INPUT MATERIAL:
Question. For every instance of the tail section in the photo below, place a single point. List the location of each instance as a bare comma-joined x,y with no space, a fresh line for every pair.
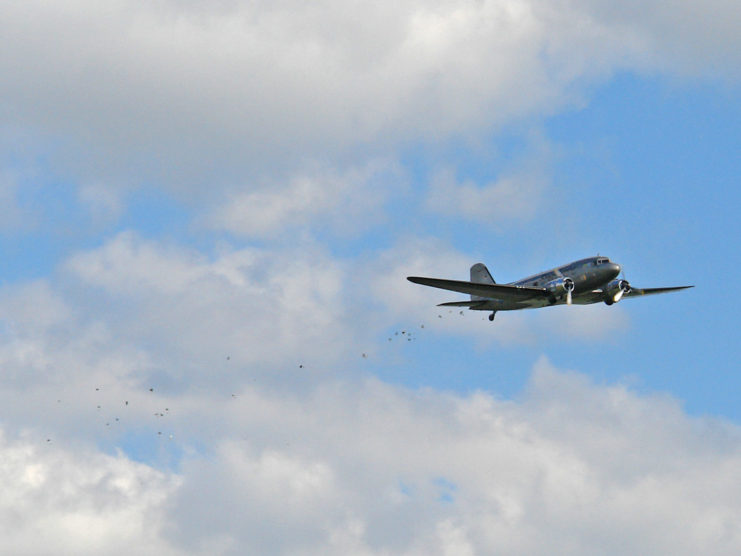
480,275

...

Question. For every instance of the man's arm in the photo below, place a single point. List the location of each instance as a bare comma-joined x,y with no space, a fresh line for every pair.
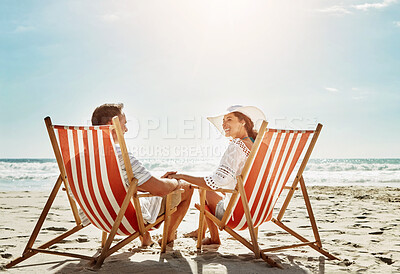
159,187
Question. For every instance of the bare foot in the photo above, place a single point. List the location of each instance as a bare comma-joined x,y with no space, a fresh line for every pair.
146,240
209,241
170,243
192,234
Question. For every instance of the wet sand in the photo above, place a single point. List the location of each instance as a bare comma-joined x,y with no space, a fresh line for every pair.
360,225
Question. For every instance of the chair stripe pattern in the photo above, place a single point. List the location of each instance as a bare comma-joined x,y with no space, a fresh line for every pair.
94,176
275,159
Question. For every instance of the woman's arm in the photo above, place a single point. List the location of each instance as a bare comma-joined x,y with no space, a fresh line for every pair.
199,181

--

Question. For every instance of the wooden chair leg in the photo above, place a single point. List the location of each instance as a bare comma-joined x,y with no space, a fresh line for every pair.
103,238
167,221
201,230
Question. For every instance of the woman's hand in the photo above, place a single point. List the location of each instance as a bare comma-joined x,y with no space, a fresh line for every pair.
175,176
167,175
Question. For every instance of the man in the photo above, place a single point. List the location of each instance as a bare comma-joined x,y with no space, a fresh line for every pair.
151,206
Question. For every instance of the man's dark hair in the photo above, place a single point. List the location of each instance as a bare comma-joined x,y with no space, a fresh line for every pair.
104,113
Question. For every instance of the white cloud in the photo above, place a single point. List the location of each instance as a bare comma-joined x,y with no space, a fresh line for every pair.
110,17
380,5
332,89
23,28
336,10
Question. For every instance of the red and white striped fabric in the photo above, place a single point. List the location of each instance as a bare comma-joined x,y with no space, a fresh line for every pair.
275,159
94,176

EXERCISE REQUIREMENTS: Pick out every line in the items above that contains the string "striped", and copy each one. Count only matches where the case matches too.

RESPONSE:
Question. For every instance of the red and white striped fabric in the photo above, place a single point. List the location of each instance as a bare comma-joined x,y with no space, a fresh line for every pair.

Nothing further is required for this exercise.